# [TEXT SHOWN]
# # # #
A quick note on Piggy patterns and comparison with XPath

XPath (1, 2, 3) is a language for finding nodes in an XML tree, and has a long history in AST search. Maletic et al. (4) is probably the first paper on XPath used on ASTs, using Antlr. It was further researched and is now part of the OSS world (5). In 2014, Parr added to Antlr releases an XPath API to search Antlr-generated ASTs (6). Src-d uses XPath and an engine for “universal” ASTs (7).

Piggy patterns are similar to XPath expressions, and there is a simple grep function to the Piggy Tool. Beyond the superficial difference in syntax, Piggy patterns differ from XPath patterns in two ways.

First, the Piggy and XPath search engines “select” different things. XPath patterns select a list of nodes or attributes in the frontier of a tree. Piggy patterns find a partial subtree of nodes, selecting all nodes found in the pattern. Second, Piggy extends the notion an expression into a pass, which is an order list of expressions to match in the AST. After matching and selecting nodes, further nodes in the tree are considered. However unlike XPath, the pattern matching engine eliminates further matches from that root of the matching sub-tree. In this regard, Piggy patterns are more like “visitor patterns”, but should be extended for “listener patterns” (8), so as to be used in symbol table construction.

XPath and Piggy pattern syntax comparison

XPath Piggy Description
bookstore ( bookstore ) Selects all nodes with the name “bookstore”
/bookstore no equivalent; you must use an explicit top-level node name with Kleene star Selects the root element bookstore
//book (* book *) Selects all book elements no matter where they are in the document
bookstore//book ( bookstore (* book *) ) Selects all book elements that are descendant of the bookstore element, no matter where they are under the bookstore element
//@lang (* lang=* *) 

Note: Piggy cannot select attributes of an AST, only the nodes themselves. However, it is possible to find nodes with specific attribute values (see below), or nodes missing a particular attribute.

XPath: Selects all attributes that are named lang. Piggy: selects the NODES of the AST that have an attribute lang with any name.
//title[@lang] (* title lang=* *) Selects all the title elements that have an attribute named lang.
//title[@lang=’en’] (* title lang=”en” *) Selects all the title elements that have a “lang” attribute with a value of “en”
# # # #
# [COMPLETE THE FOLLOWING]
1 – Change "detector" to "locator" in the records. Start with their first line and go on through the line with "59 86 64 128". Reproduce those lines with nothing else altered.
2 – Go on with the Piggy-versus-XPath note from the point where it stops.
The records after this point have no connection to the Piggy-versus-XPath note.

# [RECORDS TO USE]
# # # #
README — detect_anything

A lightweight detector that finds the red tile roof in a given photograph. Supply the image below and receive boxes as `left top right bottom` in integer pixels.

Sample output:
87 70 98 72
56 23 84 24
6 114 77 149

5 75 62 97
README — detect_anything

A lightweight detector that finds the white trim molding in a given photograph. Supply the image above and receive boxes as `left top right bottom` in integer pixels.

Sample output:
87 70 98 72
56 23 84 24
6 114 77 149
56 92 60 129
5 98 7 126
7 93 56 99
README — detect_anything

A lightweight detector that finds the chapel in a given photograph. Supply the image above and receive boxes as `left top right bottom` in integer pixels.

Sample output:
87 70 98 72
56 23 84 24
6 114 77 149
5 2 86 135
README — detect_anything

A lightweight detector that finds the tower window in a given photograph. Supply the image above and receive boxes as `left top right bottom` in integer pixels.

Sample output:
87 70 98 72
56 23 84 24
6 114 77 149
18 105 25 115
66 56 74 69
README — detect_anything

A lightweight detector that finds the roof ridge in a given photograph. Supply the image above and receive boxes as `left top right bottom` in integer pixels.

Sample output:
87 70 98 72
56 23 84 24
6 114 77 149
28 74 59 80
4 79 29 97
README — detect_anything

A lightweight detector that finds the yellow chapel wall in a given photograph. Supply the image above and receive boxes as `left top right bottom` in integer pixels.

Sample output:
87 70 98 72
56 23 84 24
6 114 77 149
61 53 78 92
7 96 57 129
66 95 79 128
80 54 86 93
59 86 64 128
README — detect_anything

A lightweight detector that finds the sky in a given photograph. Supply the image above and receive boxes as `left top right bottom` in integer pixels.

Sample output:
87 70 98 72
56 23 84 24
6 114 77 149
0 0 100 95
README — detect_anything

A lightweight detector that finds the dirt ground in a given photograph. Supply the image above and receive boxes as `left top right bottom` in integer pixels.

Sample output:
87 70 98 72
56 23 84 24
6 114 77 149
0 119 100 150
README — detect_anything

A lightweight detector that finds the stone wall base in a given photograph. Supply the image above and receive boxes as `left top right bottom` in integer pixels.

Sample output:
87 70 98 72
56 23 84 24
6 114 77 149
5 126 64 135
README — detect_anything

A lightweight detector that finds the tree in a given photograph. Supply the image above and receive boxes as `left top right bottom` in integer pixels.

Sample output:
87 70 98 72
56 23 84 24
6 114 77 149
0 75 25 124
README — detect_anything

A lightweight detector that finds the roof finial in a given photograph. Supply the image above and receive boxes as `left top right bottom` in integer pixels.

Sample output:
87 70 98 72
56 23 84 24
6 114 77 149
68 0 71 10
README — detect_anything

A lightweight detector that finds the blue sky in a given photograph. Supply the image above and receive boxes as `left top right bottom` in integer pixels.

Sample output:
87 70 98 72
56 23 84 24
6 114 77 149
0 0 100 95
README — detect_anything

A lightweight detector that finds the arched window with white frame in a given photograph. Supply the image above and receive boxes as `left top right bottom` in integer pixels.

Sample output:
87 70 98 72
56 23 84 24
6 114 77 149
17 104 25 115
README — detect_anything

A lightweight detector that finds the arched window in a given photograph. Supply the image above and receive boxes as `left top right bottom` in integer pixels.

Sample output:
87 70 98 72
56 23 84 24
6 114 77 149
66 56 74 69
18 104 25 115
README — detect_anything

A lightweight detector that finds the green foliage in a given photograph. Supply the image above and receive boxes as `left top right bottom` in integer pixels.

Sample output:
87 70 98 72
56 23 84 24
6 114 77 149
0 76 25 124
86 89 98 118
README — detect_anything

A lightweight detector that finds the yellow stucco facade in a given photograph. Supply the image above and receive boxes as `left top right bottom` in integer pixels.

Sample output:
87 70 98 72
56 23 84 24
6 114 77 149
# # # #
# [ANSWERS TO THE EXERCISE]
1 –
README — detect_anything

A lightweight locator that finds the red tile roof in a given photograph. Supply the image below and receive boxes as `left top right bottom` in integer pixels.

Sample output:
87 70 98 72
56 23 84 24
6 114 77 149

5 75 62 97
README — detect_anything

A lightweight locator that finds the white trim molding in a given photograph. Supply the image above and receive boxes as `left top right bottom` in integer pixels.

Sample output:
87 70 98 72
56 23 84 24
6 114 77 149
56 92 60 129
5 98 7 126
7 93 56 99
README — detect_anything

A lightweight locator that finds the chapel in a given photograph. Supply the image above and receive boxes as `left top right bottom` in integer pixels.

Sample output:
87 70 98 72
56 23 84 24
6 114 77 149
5 2 86 135
README — detect_anything

A lightweight locator that finds the tower window in a given photograph. Supply the image above and receive boxes as `left top right bottom` in integer pixels.

Sample output:
87 70 98 72
56 23 84 24
6 114 77 149
18 105 25 115
66 56 74 69
README — detect_anything

A lightweight locator that finds the roof ridge in a given photograph. Supply the image above and receive boxes as `left top right bottom` in integer pixels.

Sample output:
87 70 98 72
56 23 84 24
6 114 77 149
28 74 59 80
4 79 29 97
README — detect_anything

A lightweight locator that finds the yellow chapel wall in a given photograph. Supply the image above and receive boxes as `left top right bottom` in integer pixels.

Sample output:
87 70 98 72
56 23 84 24
6 114 77 149
61 53 78 92
7 96 57 129
66 95 79 128
80 54 86 93
59 86 64 128

2 –
/bookstore/book[price>35.00]/title No numeric comparison (>) in Piggy, everything is a string. Expressions are RegEx patterns Selects all the title elements of the book elements of the bookstore element that have a price element with a value greater than 35.00
//book/title | //book/price (% (* book (title) *) | (* book (price) *) %) Selects all the title AND price elements of all book elements

A few other notes. I’ve found the language used to describe “nodes” confusing in XPath. According to the XPath Spec (9), tutorials and Wikipedia page on XPath, XPath is a notation for selecting “nodes”, including “attribute nodes”. But you should be clear: XML never uses the word “node” within the spec (10) for elements, let alone elements. An attribute in XPath sense of the term is an XML element that contains character content; a node in XPath world is an XML element that contains other XML elements in the content section of an XML element. In Piggy, attributes are not “nodes”. A “node” is an aggregate that can contain “attributes”, which is more akin to XML attributes.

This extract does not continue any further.